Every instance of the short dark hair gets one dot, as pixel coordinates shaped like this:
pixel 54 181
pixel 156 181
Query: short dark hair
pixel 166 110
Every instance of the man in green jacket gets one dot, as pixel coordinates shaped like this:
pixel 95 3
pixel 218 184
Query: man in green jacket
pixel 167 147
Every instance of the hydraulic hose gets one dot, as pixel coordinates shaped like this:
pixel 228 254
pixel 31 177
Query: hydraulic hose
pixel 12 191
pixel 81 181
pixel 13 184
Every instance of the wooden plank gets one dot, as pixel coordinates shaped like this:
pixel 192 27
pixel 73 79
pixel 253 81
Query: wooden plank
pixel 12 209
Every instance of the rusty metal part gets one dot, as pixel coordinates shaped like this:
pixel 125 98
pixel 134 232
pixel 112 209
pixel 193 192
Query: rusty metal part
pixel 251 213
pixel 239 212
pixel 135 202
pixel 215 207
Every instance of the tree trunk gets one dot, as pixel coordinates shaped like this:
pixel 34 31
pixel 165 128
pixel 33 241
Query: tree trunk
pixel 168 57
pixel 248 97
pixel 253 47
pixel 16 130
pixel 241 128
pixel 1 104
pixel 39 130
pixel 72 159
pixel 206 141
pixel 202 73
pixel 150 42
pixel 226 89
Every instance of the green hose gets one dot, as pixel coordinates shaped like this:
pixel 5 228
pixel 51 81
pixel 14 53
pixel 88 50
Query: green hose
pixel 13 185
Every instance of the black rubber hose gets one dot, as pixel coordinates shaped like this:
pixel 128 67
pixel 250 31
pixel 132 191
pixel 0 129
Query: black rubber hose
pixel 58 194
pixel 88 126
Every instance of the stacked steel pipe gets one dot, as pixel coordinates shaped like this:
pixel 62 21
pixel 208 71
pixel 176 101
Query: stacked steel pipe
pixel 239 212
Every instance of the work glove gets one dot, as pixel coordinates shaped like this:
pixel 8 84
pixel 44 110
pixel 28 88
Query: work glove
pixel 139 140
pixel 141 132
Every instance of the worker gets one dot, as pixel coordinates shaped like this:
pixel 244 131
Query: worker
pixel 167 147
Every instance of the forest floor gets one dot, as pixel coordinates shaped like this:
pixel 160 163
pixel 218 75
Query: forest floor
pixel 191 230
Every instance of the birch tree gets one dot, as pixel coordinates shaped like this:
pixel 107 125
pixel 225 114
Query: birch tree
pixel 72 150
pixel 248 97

EXERCISE GOAL: Reproduce exactly the line containing "Every instance of the birch" and every line after it through the end of the records above, and nothing else.

EXERCISE OUTPUT:
Every instance of the birch tree gets one dot, as pixel coordinates shaped like this:
pixel 107 125
pixel 225 114
Query: birch tree
pixel 72 150
pixel 248 97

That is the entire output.